Stored items
######
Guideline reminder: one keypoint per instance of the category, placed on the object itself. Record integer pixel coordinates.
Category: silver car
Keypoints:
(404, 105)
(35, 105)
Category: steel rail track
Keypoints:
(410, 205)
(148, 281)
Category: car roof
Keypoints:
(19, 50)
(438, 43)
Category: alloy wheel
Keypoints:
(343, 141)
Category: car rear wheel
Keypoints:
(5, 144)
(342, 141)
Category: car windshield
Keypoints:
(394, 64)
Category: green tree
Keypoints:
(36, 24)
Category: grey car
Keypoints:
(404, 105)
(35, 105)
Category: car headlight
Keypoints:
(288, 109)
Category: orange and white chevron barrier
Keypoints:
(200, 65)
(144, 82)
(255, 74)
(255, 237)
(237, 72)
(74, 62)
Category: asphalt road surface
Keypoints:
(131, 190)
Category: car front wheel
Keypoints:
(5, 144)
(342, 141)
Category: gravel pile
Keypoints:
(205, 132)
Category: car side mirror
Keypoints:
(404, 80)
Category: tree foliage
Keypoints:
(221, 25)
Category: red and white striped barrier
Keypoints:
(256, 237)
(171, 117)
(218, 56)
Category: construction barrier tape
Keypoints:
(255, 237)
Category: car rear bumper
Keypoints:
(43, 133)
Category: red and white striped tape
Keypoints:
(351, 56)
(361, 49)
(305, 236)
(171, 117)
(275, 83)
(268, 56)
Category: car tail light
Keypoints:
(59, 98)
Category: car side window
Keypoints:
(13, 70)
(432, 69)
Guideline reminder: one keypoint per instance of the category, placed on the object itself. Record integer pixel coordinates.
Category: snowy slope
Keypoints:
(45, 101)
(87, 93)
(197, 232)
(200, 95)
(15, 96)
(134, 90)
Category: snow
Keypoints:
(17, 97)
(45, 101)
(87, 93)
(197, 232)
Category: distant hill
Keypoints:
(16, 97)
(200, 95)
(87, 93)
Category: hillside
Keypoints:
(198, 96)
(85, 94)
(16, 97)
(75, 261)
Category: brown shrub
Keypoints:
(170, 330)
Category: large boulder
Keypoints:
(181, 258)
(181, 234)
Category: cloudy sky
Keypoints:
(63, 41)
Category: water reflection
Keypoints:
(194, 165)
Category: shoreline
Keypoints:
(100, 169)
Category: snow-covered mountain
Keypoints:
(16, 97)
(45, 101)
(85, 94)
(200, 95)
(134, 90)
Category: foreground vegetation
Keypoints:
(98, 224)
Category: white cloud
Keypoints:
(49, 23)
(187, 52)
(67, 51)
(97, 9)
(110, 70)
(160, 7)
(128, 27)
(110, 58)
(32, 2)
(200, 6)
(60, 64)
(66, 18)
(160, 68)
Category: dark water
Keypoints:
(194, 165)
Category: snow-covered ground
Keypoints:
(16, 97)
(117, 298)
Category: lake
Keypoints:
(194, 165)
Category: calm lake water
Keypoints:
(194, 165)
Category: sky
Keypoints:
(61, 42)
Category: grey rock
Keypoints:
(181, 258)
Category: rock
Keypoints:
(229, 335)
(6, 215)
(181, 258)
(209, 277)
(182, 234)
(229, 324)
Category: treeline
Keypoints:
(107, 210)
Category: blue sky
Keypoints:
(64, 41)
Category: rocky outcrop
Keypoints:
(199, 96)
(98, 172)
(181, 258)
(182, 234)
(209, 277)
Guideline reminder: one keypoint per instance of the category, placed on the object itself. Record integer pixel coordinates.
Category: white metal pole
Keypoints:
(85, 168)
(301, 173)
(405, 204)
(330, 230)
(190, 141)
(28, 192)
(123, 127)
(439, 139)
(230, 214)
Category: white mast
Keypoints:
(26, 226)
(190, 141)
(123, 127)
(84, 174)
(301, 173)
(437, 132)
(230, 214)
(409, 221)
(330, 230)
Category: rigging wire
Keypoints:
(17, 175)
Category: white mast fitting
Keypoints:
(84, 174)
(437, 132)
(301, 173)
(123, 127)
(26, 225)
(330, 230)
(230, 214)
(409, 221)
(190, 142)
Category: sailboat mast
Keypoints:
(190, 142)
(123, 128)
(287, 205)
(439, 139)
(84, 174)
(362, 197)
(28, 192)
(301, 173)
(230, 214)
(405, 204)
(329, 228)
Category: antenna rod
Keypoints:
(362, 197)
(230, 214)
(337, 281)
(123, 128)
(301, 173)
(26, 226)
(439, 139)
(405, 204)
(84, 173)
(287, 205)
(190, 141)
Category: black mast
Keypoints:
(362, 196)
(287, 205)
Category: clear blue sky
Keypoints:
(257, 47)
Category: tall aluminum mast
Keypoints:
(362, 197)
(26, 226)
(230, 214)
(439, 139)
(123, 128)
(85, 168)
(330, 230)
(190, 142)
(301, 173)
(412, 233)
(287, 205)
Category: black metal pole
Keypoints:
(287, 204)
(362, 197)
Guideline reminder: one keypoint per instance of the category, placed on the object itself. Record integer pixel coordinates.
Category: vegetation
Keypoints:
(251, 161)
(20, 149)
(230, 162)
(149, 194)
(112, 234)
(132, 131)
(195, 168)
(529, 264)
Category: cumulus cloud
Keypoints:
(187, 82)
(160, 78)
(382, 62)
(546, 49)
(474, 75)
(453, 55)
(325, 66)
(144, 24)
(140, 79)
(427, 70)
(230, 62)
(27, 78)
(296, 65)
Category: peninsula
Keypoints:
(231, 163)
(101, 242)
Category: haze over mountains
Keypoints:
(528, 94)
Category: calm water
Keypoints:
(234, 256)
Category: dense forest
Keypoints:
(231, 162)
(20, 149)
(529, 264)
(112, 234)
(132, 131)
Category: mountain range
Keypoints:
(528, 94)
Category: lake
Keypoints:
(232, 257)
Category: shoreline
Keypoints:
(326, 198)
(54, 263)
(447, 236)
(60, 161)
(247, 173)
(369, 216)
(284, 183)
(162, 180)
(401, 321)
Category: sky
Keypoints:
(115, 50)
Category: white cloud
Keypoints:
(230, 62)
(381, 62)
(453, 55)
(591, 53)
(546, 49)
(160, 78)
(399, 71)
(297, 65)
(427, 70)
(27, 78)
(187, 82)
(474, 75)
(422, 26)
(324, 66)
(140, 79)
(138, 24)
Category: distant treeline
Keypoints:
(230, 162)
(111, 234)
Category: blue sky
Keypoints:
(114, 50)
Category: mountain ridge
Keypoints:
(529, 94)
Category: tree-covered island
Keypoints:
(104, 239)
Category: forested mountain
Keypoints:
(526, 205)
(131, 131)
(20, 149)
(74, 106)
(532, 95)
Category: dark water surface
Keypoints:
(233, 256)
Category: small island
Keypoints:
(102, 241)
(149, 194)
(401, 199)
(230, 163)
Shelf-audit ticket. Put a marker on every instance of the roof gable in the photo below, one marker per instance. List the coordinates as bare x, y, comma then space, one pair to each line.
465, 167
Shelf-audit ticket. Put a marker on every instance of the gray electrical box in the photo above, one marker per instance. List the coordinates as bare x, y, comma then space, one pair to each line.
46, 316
######
— WHAT IS REQUIRED —
Your reply must be the entries above, returned word for word.

— WRITTEN ANSWER —
Guideline reminder: one keypoint per instance of the category, placed on the object itself. Record integer pixel coordinates.
Category: silver car
Keypoints:
(404, 105)
(35, 105)
Category: steel rail track
Keypoints:
(410, 205)
(148, 281)
Category: car roof
Keypoints:
(19, 50)
(438, 43)
Category: alloy wheel
Keypoints:
(343, 141)
Category: car rear wheel
Keypoints:
(5, 144)
(342, 141)
Category: car windshield
Keypoints:
(394, 64)
Category: green tree
Keypoints:
(36, 24)
Category: grey car
Keypoints:
(404, 105)
(35, 105)
Category: car headlight
Keypoints:
(288, 109)
Category: orange and white chevron barrier
Keypoints:
(200, 65)
(144, 82)
(255, 74)
(255, 237)
(237, 72)
(74, 62)
Category: asphalt road surface
Keypoints:
(131, 190)
Category: car front wheel
Keypoints:
(5, 144)
(342, 141)
Category: gravel pile
Keypoints:
(205, 132)
Category: car side mirror
Keypoints:
(404, 80)
Category: tree foliage
Keypoints:
(221, 25)
Category: red and white striped barrier
Keypoints:
(256, 237)
(171, 117)
(218, 56)
Category: construction barrier tape
Keypoints:
(255, 237)
Category: car rear bumper
Keypoints:
(43, 133)
Category: red and white striped tape
Keypoints:
(351, 56)
(361, 49)
(305, 236)
(171, 117)
(275, 83)
(268, 56)
Category: car tail light
Keypoints:
(59, 98)
Category: car side window
Keypoints:
(13, 70)
(432, 69)
Guideline reminder: one keypoint per instance of the category, placed on the object itself. Record integer pixel coordinates.
Category: snowy slope
Keypoints:
(45, 101)
(87, 93)
(197, 232)
(200, 95)
(15, 96)
(134, 90)
Category: snow
Keypoints:
(17, 97)
(45, 101)
(87, 93)
(197, 232)
Category: distant hill
Keypoints:
(16, 97)
(200, 95)
(87, 93)
Category: hillside
Keypoints:
(198, 96)
(85, 94)
(16, 97)
(75, 261)
Category: brown shrub
Keypoints:
(170, 330)
Category: large boulder
Keypoints:
(181, 258)
(181, 234)
Category: cloudy sky
Keypoints:
(63, 41)
Category: water reflection
Keypoints:
(194, 165)
Category: shoreline
Keypoints:
(100, 169)
Category: snow-covered mountain
Keypoints:
(16, 97)
(45, 101)
(85, 94)
(200, 95)
(134, 90)
Category: foreground vegetation
Keypoints:
(98, 224)
Category: white cloud
Keypoints:
(49, 23)
(187, 52)
(67, 51)
(97, 9)
(110, 70)
(160, 7)
(128, 27)
(110, 58)
(32, 2)
(200, 6)
(60, 64)
(66, 18)
(160, 68)
Category: dark water
Keypoints:
(194, 165)
Category: snow-covered ground
Keypoints:
(16, 97)
(117, 298)
Category: lake
Keypoints:
(194, 165)
Category: calm lake water
Keypoints:
(194, 165)
Category: sky
Keypoints:
(61, 42)
Category: grey rock
Keypoints:
(181, 258)
Category: rock
Keypoints:
(229, 335)
(6, 215)
(181, 258)
(209, 277)
(182, 234)
(229, 324)
Category: treeline
Keypoints:
(107, 210)
Category: blue sky
Keypoints:
(64, 41)
Category: rocky outcrop
Keypoints:
(199, 96)
(98, 172)
(181, 258)
(182, 234)
(209, 277)
Guideline reminder: one keypoint per instance of the category, placed on the object itself. Record integer pixel coordinates.
Category: white metal pole
Keypoints:
(85, 168)
(301, 173)
(405, 204)
(330, 230)
(190, 141)
(28, 192)
(123, 127)
(439, 139)
(230, 214)
Category: white mast
Keypoints:
(26, 226)
(190, 141)
(123, 127)
(84, 174)
(301, 173)
(437, 132)
(230, 214)
(409, 221)
(330, 230)
Category: rigging wire
Keypoints:
(17, 175)
Category: white mast fitting
Keypoints:
(84, 174)
(437, 132)
(301, 173)
(123, 127)
(26, 225)
(330, 230)
(230, 214)
(409, 221)
(190, 142)
Category: sailboat mast
Keypoints:
(190, 142)
(123, 128)
(287, 205)
(439, 139)
(84, 174)
(362, 197)
(28, 192)
(301, 173)
(230, 214)
(405, 204)
(329, 228)
Category: antenna rod
Keypoints:
(362, 197)
(230, 214)
(337, 281)
(123, 128)
(301, 173)
(26, 226)
(439, 139)
(405, 204)
(84, 173)
(287, 205)
(190, 141)
Category: black mast
Keypoints:
(362, 196)
(287, 205)
Category: clear blue sky
Keypoints:
(257, 47)
Category: tall aluminum mast
Keypoints:
(362, 197)
(26, 226)
(230, 214)
(439, 139)
(123, 128)
(85, 168)
(330, 230)
(190, 142)
(301, 173)
(412, 233)
(287, 205)
Category: black metal pole
Keypoints:
(287, 204)
(362, 197)
Guideline reminder: one keypoint per instance of the category, placed on the object itself. Record integer pixel coordinates.
Category: vegetation
Keypoints:
(251, 161)
(20, 149)
(230, 162)
(149, 194)
(112, 234)
(132, 131)
(195, 168)
(529, 264)
Category: cumulus cloud
Keypoints:
(187, 82)
(160, 78)
(382, 62)
(546, 49)
(474, 75)
(453, 55)
(325, 66)
(144, 24)
(140, 79)
(427, 70)
(230, 62)
(27, 78)
(296, 65)
Category: peninsula
Keypoints:
(231, 163)
(101, 242)
Category: haze over mountains
Keypoints:
(528, 94)
Category: calm water
Keypoints:
(234, 256)
Category: dense forest
Keypoints:
(231, 162)
(20, 149)
(529, 264)
(112, 234)
(132, 131)
Category: mountain range
Keypoints:
(528, 94)
Category: lake
Keypoints:
(232, 257)
Category: shoreline
Keypoints:
(326, 198)
(54, 263)
(447, 236)
(60, 161)
(247, 173)
(369, 216)
(284, 183)
(162, 180)
(401, 321)
Category: sky
Keypoints:
(115, 50)
Category: white cloud
Keypoints:
(230, 62)
(381, 62)
(453, 55)
(591, 53)
(546, 49)
(160, 78)
(399, 71)
(297, 65)
(427, 70)
(27, 78)
(187, 82)
(474, 75)
(422, 26)
(324, 66)
(140, 79)
(138, 24)
Category: distant treeline
Keypoints:
(230, 162)
(111, 234)
Category: blue sky
Keypoints:
(114, 50)
Category: mountain ridge
Keypoints:
(529, 94)
Category: tree-covered island
Keypoints:
(104, 239)
Category: forested mountain
Keypoints:
(526, 205)
(131, 131)
(20, 149)
(74, 106)
(532, 95)
Category: dark water surface
Keypoints:
(233, 256)
Category: small island
Keypoints:
(102, 241)
(149, 194)
(401, 199)
(230, 163)
Shelf-audit ticket. Put a marker on every instance of the roof gable in the photo below, one marker per instance. List the coordinates as bare x, y, comma then space, one pair to each line.
465, 167
Shelf-audit ticket. Put a marker on every instance of the gray electrical box in the photo above, one marker per instance. List the coordinates as bare x, y, comma then space, one pair to each line.
46, 316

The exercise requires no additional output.